Point annotation data records:
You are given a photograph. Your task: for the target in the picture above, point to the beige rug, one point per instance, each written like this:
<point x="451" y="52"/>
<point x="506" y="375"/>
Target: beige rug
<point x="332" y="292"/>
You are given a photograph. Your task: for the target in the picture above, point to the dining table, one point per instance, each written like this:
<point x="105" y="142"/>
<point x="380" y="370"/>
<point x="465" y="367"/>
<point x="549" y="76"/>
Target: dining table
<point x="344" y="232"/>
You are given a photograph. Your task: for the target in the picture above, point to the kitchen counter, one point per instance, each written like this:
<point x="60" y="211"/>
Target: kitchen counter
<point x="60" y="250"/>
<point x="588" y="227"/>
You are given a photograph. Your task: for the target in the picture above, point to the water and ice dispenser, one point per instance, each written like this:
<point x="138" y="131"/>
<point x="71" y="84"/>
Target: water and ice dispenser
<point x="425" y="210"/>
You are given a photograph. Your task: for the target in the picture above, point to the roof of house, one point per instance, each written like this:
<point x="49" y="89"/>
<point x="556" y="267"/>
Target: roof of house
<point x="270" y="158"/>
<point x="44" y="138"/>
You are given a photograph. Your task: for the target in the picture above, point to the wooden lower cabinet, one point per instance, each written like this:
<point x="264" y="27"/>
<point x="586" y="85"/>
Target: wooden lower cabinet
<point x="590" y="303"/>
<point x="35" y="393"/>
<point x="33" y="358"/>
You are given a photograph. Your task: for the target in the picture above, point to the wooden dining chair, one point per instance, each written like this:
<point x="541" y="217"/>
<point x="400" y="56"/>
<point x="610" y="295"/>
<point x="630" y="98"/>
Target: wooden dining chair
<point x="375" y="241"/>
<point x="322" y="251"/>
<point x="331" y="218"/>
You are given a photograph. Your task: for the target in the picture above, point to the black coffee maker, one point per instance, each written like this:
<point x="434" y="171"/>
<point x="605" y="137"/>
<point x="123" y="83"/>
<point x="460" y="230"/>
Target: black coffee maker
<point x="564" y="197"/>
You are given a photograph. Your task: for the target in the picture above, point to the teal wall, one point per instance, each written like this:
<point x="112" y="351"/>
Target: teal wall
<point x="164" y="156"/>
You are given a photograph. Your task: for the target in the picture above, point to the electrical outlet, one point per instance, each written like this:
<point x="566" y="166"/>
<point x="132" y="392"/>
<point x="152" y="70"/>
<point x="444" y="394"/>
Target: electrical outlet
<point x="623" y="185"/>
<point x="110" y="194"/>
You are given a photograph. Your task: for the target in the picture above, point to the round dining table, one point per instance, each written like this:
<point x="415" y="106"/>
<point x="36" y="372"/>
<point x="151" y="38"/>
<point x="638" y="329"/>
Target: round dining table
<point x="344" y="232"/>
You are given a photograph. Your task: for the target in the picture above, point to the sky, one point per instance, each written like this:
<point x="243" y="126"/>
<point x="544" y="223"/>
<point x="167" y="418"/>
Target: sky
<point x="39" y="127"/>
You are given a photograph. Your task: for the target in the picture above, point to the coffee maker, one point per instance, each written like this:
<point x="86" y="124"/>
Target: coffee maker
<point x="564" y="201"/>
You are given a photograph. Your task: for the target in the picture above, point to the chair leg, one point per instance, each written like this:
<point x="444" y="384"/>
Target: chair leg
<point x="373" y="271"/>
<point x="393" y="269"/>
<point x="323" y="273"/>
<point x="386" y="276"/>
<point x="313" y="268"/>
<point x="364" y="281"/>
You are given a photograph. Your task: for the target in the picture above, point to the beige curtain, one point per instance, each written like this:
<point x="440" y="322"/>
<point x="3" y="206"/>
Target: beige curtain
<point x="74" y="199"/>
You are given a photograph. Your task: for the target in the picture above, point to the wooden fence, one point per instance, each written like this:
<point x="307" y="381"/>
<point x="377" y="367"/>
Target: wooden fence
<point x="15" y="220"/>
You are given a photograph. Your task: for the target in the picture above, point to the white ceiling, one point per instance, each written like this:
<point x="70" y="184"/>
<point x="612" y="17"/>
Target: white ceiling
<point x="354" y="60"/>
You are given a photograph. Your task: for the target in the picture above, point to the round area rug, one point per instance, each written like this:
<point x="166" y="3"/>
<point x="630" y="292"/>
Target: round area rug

:: Set problem ::
Copy the material above line for line, changing nothing.

:: Worked answer ::
You are given a photograph. Your task: for the target in the picture above, point to the beige rug, one point per instance, each written like this:
<point x="451" y="52"/>
<point x="506" y="375"/>
Target: beige rug
<point x="332" y="292"/>
You are given a photograph. Your task: for the target in the picture above, point to the dining table, one point per instance, each written like this:
<point x="105" y="142"/>
<point x="380" y="370"/>
<point x="465" y="367"/>
<point x="549" y="76"/>
Target: dining table
<point x="344" y="232"/>
You are given a photograph. Your task: for the target in the picture above, point to the kitchen counter, one point per instance, each written like this:
<point x="60" y="211"/>
Target: kitchen counter
<point x="60" y="250"/>
<point x="588" y="227"/>
You are given a photograph. Your task: for the target in the picture above, point to the water and ice dispenser, one point per instance, each written like this:
<point x="138" y="131"/>
<point x="71" y="84"/>
Target: water and ice dispenser
<point x="425" y="210"/>
You are given a photograph. Your task: for the target in the picture above, point to the roof of house, one point per instance, each written like this:
<point x="49" y="89"/>
<point x="556" y="267"/>
Target: roof of house
<point x="270" y="158"/>
<point x="44" y="138"/>
You are given a photograph. Your task: for the target in the picture above, point to the wooden lower cabinet, one point per instance, each written like this:
<point x="264" y="27"/>
<point x="586" y="85"/>
Target: wooden lower cabinet
<point x="590" y="303"/>
<point x="35" y="393"/>
<point x="33" y="358"/>
You are given a photograph. Your task: for the target in the picture above, point to the wooden dining chair, one point per instance, each written like this:
<point x="541" y="217"/>
<point x="400" y="56"/>
<point x="610" y="295"/>
<point x="630" y="98"/>
Target: wooden dining chair
<point x="375" y="241"/>
<point x="322" y="251"/>
<point x="331" y="218"/>
You are given a photograph. Your task: for the target in the picture above, point to the black coffee maker, one point per instance, each written like this:
<point x="434" y="171"/>
<point x="605" y="137"/>
<point x="123" y="83"/>
<point x="460" y="230"/>
Target: black coffee maker
<point x="564" y="197"/>
You are given a photograph. Your task: for the target in the picture above, point to the teal wall, one point per instance, each written like this:
<point x="112" y="351"/>
Target: teal wall
<point x="164" y="156"/>
You are given a photograph. Your task: for the target in the picture above, point to the electrical outlet, one point per instance, each written like this:
<point x="566" y="166"/>
<point x="132" y="392"/>
<point x="152" y="70"/>
<point x="444" y="394"/>
Target: electrical outlet
<point x="623" y="185"/>
<point x="110" y="194"/>
You are given a photograph. Your task: for the target in the picture above, point to the round dining table, one point per instance, each written like this:
<point x="415" y="106"/>
<point x="36" y="372"/>
<point x="151" y="38"/>
<point x="638" y="329"/>
Target: round dining table
<point x="344" y="232"/>
You are given a photograph. Your task: for the target in the picture above, point to the sky, one point per instance, each written like this:
<point x="243" y="126"/>
<point x="544" y="223"/>
<point x="167" y="418"/>
Target: sky
<point x="39" y="127"/>
You are given a photograph. Your task: for the target in the picture above, point to the coffee maker, one point per instance, each written like this:
<point x="86" y="124"/>
Target: coffee maker
<point x="564" y="201"/>
You are given a photograph. Your task: for the target in the picture above, point to the chair leg, one point per instance, each written like this:
<point x="444" y="384"/>
Target: chair leg
<point x="373" y="271"/>
<point x="393" y="269"/>
<point x="323" y="273"/>
<point x="386" y="276"/>
<point x="313" y="268"/>
<point x="364" y="281"/>
You are given a photograph. Your task: for the target in the picture above, point to the beige curtain, one point per instance, each written like this:
<point x="440" y="322"/>
<point x="3" y="206"/>
Target: beige curtain
<point x="74" y="199"/>
You are given a photograph. Your task: for the target in the picture above, point to the wooden fence, one point per instance, each written like this:
<point x="307" y="381"/>
<point x="377" y="367"/>
Target: wooden fence
<point x="15" y="220"/>
You are given a photograph. Your task: for the target in the picture above, point to the white ceiling, one point per instance, each written like this:
<point x="70" y="184"/>
<point x="612" y="17"/>
Target: white ceiling
<point x="354" y="60"/>
You are given a photograph. Your task: for the target in the picture above, point to the round area rug, one point per instance, each written like this:
<point x="166" y="3"/>
<point x="630" y="292"/>
Target: round area rug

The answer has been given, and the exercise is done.